TASK TO CARRY OUT:
Apart from the pictures, every record here must be copied word for word.

Natural language region descriptions
********

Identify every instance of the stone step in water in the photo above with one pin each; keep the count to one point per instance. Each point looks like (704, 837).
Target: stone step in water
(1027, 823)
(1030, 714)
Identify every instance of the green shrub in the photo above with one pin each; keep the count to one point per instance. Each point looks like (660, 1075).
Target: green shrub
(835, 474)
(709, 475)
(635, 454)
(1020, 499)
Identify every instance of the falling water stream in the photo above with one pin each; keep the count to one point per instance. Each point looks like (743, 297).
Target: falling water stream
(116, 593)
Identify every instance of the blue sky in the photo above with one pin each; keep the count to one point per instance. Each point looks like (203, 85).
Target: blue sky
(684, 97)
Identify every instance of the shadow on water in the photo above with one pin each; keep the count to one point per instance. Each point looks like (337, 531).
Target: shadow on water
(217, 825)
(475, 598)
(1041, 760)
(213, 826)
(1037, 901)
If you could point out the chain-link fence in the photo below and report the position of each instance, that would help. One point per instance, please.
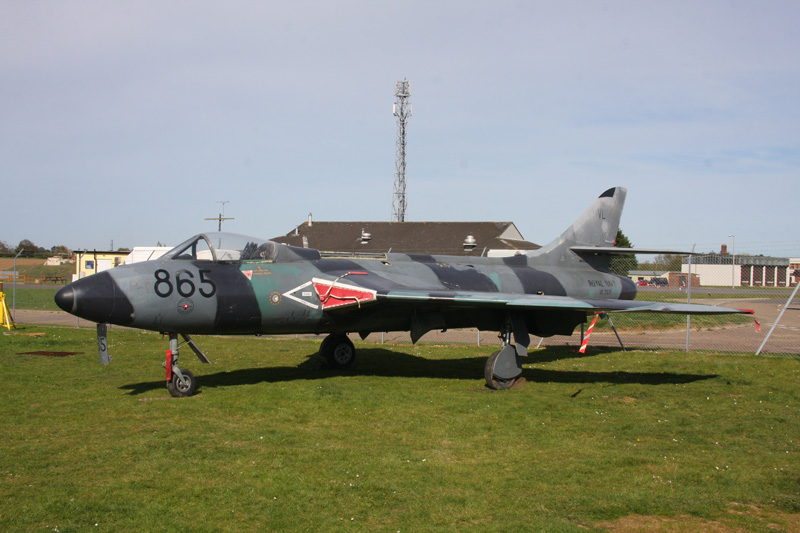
(760, 284)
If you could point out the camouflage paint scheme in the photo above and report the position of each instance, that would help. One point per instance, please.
(219, 283)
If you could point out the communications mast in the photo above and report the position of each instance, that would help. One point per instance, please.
(402, 110)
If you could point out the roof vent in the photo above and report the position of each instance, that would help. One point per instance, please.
(365, 237)
(470, 243)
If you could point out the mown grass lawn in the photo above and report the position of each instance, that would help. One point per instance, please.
(406, 439)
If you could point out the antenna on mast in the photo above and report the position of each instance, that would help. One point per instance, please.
(402, 110)
(221, 216)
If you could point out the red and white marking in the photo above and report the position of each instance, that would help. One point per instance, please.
(588, 334)
(336, 294)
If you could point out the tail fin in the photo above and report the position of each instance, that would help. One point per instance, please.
(597, 226)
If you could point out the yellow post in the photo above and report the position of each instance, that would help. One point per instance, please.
(5, 316)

********

RESPONSE BELOW:
Identify every instance of the stone step in water in the photo above with one pin each; keep the count to one point per instance. Each point looks like (704, 837).
Target: stone step in water
(1027, 823)
(1030, 714)
Identify every instance of the green shrub in the photo above with one pin each; keep the count to one point per instance. Each point looks like (660, 1075).
Target: green shrub
(835, 474)
(709, 475)
(635, 454)
(1020, 499)
Identify every instance of the falling water stream in the photo above with one pin each; keep the count to one point per instance. Each point looks like (743, 297).
Target: falling water stream
(116, 593)
Identify every instance of the blue sky in the photo above with one pin each; keep the count to one point per instance. Each point looks like (203, 85).
Target: blue sky
(684, 97)
Identify every instance of the shadow on water in the photo above with one pin each; keep the count to one point per instance. Each point looks like (337, 531).
Target: shadow on water
(217, 825)
(475, 598)
(1041, 760)
(213, 826)
(1037, 901)
If you could point out the chain-link fence in the photo below and report the position of each instance, that would help. One point per instance, please.
(760, 284)
If you could point out the camouflage paint scheme in the photo above and report the position of each instance, that would help. One point per instance, please.
(219, 283)
If you could point out the communications mast in the photo above and report the position of each instance, that would help. One point per instance, please.
(402, 110)
If you could point out the roof vent in the photo above and report the position of each instance, that would help. One point per instance, please.
(365, 237)
(470, 243)
If you could point out the mown grass lawn in the photo above and report the position of each instance, that would help. One point per instance, please.
(406, 439)
If you could point out the antenna on mast in the photo above and report the position of each instance, that would help. One point per instance, please.
(402, 110)
(221, 216)
If you could point out the red and white marking in the photo above and report the position of each instance, that would help. One point per instance, please.
(588, 334)
(336, 294)
If you could point out the tail fin in the photo above and report the position of each instance, that would help. One point per instance, please.
(597, 226)
If you could point out the yellow post in the photo above and report the position of each instance, that would help. One point per instance, please.
(5, 316)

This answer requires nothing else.